One of the most healthful additions to a heart healthy diet is ground flaxseeds. Learn how it can help lower blood LDL (bad) cholesterol levels.
One of the most healthful additions to a heart healthy diet is ground flaxseeds. This wondrous little seed has played an important part of human history for over 5,000 years.
Native to the Mediterranean, flax has been used not only as a food, but also for its fibers, which can be woven into linen cloth.
Now most valued for its ability to reduce the risk of breast and prostate cancer, a new study from the Canadian Center for Agri-Food Research highlights another important effect in promoting cardiovascular health.
Nutrition Facts And Health Benefits Of Flaxseeds
The major health benefit of flaxseeds has focused on their rich content of oil and the fiber components known as lignans.
Flaxseed oil contains nearly twice the level of omega-3 fatty acids as fish oils, although it is the smaller-chain alpha-linolenic acid rather than the longer-chain fats like EPA and DHA found in fish oils.
Flaxseeds are the most abundant source of lignans. These components are fiber compounds that can bind to estrogen receptors and interfere with the cancer-promoting effects of estrogen on breast and prostate tissue.
Lignans also increase the production of a compound known as sex hormone binding globulin, or SHBG. This protein regulates estrogen levels by helping to escort excess estrogen from the body.

[DATASET]
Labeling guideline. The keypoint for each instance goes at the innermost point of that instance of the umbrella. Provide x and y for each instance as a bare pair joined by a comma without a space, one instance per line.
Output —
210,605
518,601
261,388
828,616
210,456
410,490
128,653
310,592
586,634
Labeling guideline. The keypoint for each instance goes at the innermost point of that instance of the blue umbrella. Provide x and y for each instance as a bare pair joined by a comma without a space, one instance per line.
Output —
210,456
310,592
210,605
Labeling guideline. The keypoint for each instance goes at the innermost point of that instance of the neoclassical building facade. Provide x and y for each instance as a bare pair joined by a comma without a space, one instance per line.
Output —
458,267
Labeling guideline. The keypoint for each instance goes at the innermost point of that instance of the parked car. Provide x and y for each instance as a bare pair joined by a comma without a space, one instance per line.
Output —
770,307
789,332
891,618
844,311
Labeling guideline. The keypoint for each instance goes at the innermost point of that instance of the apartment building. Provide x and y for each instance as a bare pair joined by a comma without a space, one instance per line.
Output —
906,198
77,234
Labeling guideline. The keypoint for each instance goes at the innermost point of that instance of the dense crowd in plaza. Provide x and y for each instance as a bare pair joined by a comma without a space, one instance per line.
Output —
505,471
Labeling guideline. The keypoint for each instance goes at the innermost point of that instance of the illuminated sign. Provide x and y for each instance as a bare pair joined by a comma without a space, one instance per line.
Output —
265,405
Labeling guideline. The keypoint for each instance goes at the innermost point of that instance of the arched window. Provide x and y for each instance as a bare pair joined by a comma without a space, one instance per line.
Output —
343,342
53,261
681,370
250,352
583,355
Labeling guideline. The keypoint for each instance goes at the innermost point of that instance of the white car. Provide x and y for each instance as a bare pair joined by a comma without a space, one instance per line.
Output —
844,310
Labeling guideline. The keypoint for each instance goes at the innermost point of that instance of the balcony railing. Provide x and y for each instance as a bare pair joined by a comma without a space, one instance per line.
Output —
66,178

[REQUIRED ACTIONS]
1: Answer these questions about the flaxseed passage:
(a) For how many years has flaxseed played an important part in human history?
(b) What cloth can flax fibers be woven into?
(c) What protein do lignans increase the production of?
2: Reproduce the part of the flaxseed passage starting with "Native to the" and going on through "promoting cardiovascular health.".

[TASK ANSWERS]
1:
(a) Over 5,000 years.
(b) Linen cloth.
(c) Sex hormone binding globulin, or SHBG.

2:
Native to the Mediterranean, flax has been used not only as a food, but also for its fibers, which can be woven into linen cloth.
Now most valued for its ability to reduce the risk of breast and prostate cancer, a new study from the Canadian Center for Agri-Food Research highlights another important effect in promoting cardiovascular health.